Top of Task data
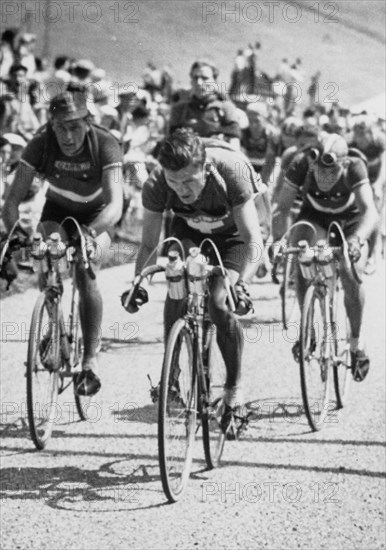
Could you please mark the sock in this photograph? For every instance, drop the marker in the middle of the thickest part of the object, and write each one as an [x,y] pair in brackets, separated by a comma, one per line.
[356,343]
[233,397]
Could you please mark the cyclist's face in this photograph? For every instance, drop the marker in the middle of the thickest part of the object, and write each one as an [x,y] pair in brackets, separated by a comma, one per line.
[70,135]
[187,182]
[203,82]
[256,124]
[327,176]
[5,153]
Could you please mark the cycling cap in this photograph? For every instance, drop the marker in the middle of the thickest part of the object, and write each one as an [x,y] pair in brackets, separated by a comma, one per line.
[15,139]
[334,144]
[69,106]
[257,108]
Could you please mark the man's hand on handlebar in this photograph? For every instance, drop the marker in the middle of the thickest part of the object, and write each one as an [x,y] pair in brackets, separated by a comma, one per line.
[243,300]
[354,247]
[134,298]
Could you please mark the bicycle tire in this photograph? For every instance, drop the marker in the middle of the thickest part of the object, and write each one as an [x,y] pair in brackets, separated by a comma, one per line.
[342,371]
[288,291]
[42,379]
[177,416]
[315,358]
[82,402]
[215,375]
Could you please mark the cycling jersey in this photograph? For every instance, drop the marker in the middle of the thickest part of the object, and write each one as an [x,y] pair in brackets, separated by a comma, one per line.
[229,181]
[206,117]
[74,183]
[340,197]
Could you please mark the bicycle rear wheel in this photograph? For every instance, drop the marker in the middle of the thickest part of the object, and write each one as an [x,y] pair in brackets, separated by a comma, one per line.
[342,356]
[43,363]
[289,303]
[315,357]
[215,375]
[177,411]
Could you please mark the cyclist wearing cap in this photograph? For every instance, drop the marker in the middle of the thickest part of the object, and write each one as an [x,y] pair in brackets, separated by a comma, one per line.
[206,111]
[335,187]
[370,140]
[83,166]
[209,198]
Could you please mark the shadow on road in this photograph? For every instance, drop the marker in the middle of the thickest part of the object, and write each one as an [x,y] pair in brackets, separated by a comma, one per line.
[115,486]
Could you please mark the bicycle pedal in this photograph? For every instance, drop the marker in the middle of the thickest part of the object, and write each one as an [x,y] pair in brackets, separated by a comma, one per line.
[154,391]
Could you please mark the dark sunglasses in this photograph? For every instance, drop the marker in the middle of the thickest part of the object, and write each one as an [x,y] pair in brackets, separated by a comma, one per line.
[328,159]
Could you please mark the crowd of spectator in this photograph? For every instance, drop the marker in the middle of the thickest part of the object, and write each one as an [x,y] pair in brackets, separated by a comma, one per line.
[261,115]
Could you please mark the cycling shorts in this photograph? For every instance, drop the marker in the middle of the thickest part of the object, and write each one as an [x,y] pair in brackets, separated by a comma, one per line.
[230,245]
[349,221]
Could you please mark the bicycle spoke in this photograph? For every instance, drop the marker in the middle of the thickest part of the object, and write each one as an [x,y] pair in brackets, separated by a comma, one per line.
[315,359]
[43,363]
[177,412]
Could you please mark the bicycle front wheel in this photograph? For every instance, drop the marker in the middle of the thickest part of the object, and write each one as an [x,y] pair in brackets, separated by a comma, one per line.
[43,363]
[177,411]
[315,357]
[342,356]
[215,375]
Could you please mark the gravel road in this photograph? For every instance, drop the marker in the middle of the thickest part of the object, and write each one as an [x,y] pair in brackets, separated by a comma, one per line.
[97,485]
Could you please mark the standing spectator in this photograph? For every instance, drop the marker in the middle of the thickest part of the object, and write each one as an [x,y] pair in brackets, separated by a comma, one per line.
[313,90]
[25,54]
[261,141]
[7,56]
[370,140]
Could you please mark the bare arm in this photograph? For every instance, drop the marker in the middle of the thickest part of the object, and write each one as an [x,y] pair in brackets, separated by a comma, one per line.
[247,223]
[282,210]
[19,190]
[368,213]
[379,184]
[112,195]
[151,229]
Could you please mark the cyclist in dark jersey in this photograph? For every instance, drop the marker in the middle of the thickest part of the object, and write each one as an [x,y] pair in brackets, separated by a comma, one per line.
[210,191]
[335,187]
[206,111]
[83,166]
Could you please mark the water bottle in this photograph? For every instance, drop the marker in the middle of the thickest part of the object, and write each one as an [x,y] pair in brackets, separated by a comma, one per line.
[57,251]
[324,258]
[306,260]
[175,276]
[195,265]
[38,253]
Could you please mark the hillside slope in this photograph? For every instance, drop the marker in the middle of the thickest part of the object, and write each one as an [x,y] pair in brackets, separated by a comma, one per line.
[344,39]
Bottom of Task data
▶ **Exercise**: An exact printout of the listing is needed, minus any pictures it contains.

▶ **Answer space**:
Could you please mark the sock in this photograph? For every instance, drop the marker in the middle of the thickest part of the object, and write each one as an [x,y] pair in brackets, separated by a comma, one per line.
[356,343]
[233,397]
Could you please mark the cyclist's face in this photograph? For every instance, drop the marker in the middle of the thickest part of the object, and write each one as an [x,y] pair in brackets, separated by a comma, one per line.
[70,135]
[187,182]
[203,82]
[256,124]
[327,176]
[5,153]
Could you please mark the cycling cap in this photograph? For every instance, drop the marker in the middle of the thickest part of the object, and write each one as an [x,y] pair in brackets, separated by a comma, one per line.
[15,139]
[334,144]
[69,106]
[257,108]
Could you please mark the man's hand on handlebar in this photograph? For every instance, drop the marker in the middle of the thickest part of the object, and write each one as an [x,y] pair in brackets, separated by a comma, one per line.
[243,300]
[354,247]
[134,298]
Could you please mark the bicycle tire in this photograph? For every instance, drop the marker in the middle of the thickest part of the object, and write each one as an [x,y] pair in brackets, separated by a comma, one per line.
[342,371]
[288,291]
[42,379]
[177,416]
[315,358]
[82,402]
[215,375]
Could you please mark the cycling jersey in this photograph? For every instance, drop the marker in the middle of the thickest part of the object, and write each one as an [x,y] pair in brackets, separated by a comma, one per line.
[229,181]
[206,117]
[74,183]
[340,197]
Could you please mark the bicycle rear wheel in this photograph? For every instance, drop the marker in the middle of the thickest part of the object, and write each one as an [x,y] pair in brackets, separated by a comma, one per line.
[342,356]
[43,363]
[289,303]
[315,357]
[215,375]
[177,411]
Could you please mark the cyclist wearing cap in this photograph? For every instance, drop the marker in the middle of the thickest part of the object, and write each one as an [x,y] pair in brackets, separated by a comma, one per line.
[206,111]
[335,187]
[370,140]
[83,166]
[209,198]
Could you please mark the shadow on road in this photograph? For every instance, drop the marker in the middle of the thickest part of the object, and write each one as an [x,y] pair in brackets, separated by a comma, one per line.
[115,486]
Could you please mark the bicycle pedal in this photograph? For every instance, drop the marker in the middle of the thickest part of the object, and write each one as an [x,y] pair in brackets, separated by a comma, one per line.
[154,391]
Could you please mark the dark sunglasses in this photograph? For every instance, drop the marker in the middle of the thickest part of the object, and write each one as an [x,y] pair in brackets, separated by a comma, one per line.
[328,159]
Could you please mark the crowd of spectator in this photograph? For every instance, drop the marker in the middle of the thickest part of the object, and write each one as an [x,y] pair in brackets, separated by a comma, one per line.
[261,115]
Could you please mark the cycling shorts in this photograph? For every instance, drop the marker in the middle of the thickest part of the object, and write each one as an [x,y] pair in brackets, separated by a comma, one per line.
[230,245]
[349,221]
Could you please mark the bicycle spoke in this photograph? For every instance, drop the marker in the middle of the thickest part of the object, and write each one as an [x,y] pair in brackets, separated by a comma, one per line.
[315,359]
[43,363]
[177,412]
Could you please mark the bicycle front wheel in this photograph? For every instance, drop the marker in the middle of the thickest part of the object, and write each one as an [x,y] pair in brackets, separated by a comma, one per line.
[43,363]
[177,411]
[315,357]
[342,356]
[215,375]
Could you please mark the gravel road in this photograph? For every instance, drop the marker in the middle of the thickest part of the object, and write each one as an [x,y] pair in brackets, separated by a comma, one per line.
[97,485]
Could you please mark the standing spectator in this photograph? For every instance, drop the marker in the middle of the thickest part of the object, and write each one as an [x,y] pair in brackets, separated by a comma, one per line.
[313,90]
[25,54]
[261,141]
[7,56]
[370,140]
Could you please mark the bare arm in this photograph? For every instance, drop the marker in the middle of the thickest part of the object, and write each one as an [x,y] pair in brackets, separated by a comma, one per line.
[247,223]
[282,210]
[19,190]
[368,213]
[379,184]
[112,195]
[151,229]
Could you please mark the cyclist in dark jersey in this photograph? For every instance, drop the marker in the middle of the thickest part of the object, and write each one as an [x,y] pair in brackets, separated by a comma, one per line.
[210,191]
[335,187]
[206,111]
[83,166]
Could you please mark the water bottle in this photograph? For every instance, drop the marker in the middle of the thickest part of the object, and write each one as an [x,y] pair in brackets, separated by a comma, one per line.
[57,251]
[324,258]
[306,260]
[175,276]
[195,265]
[38,253]
Could you please mark the hillside slope in this photograph? For every instance, drop the marker in the middle of the thickest part of the object, and write each one as an [x,y] pair in brackets, separated by a comma, one per line.
[344,39]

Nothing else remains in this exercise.